Short problem
Return each line of the material below that contains the string "crest", matching its case exactly.

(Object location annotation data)
···

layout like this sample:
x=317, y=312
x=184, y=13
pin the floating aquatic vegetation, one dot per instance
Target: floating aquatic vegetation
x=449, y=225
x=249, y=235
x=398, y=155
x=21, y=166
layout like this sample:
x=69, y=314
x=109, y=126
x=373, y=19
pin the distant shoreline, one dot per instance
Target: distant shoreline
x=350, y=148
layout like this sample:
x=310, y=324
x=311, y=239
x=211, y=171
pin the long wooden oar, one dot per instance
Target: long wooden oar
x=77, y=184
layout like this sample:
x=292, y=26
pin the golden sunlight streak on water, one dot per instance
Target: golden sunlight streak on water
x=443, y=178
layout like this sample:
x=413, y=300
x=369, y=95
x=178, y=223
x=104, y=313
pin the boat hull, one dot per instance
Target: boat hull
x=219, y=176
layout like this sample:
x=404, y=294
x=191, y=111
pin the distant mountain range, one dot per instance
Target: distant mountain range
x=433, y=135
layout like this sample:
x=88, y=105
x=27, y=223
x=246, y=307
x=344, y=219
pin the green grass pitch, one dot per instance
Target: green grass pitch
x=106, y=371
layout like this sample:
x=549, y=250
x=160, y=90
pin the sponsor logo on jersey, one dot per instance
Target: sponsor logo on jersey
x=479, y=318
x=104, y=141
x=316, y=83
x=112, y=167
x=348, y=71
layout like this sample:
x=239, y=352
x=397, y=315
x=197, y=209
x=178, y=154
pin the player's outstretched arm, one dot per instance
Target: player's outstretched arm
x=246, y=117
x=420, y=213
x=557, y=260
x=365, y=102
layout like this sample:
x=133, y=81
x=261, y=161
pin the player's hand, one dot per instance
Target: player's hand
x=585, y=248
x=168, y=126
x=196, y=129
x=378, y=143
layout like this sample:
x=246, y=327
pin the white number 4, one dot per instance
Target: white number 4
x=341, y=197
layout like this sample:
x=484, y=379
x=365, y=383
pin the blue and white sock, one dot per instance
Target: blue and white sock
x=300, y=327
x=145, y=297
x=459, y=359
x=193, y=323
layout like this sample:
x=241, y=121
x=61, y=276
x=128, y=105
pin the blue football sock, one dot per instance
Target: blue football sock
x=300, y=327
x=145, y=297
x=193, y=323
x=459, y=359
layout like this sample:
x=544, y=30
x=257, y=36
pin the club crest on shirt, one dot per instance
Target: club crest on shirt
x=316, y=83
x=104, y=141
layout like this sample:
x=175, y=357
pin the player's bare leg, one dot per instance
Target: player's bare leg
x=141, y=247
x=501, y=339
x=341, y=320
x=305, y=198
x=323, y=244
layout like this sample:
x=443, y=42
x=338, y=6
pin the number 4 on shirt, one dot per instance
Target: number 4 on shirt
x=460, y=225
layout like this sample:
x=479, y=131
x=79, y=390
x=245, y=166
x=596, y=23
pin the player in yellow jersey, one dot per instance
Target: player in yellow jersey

···

Solved exercise
pin the club crest on shirt, one dot per instance
Target: club crest on shirt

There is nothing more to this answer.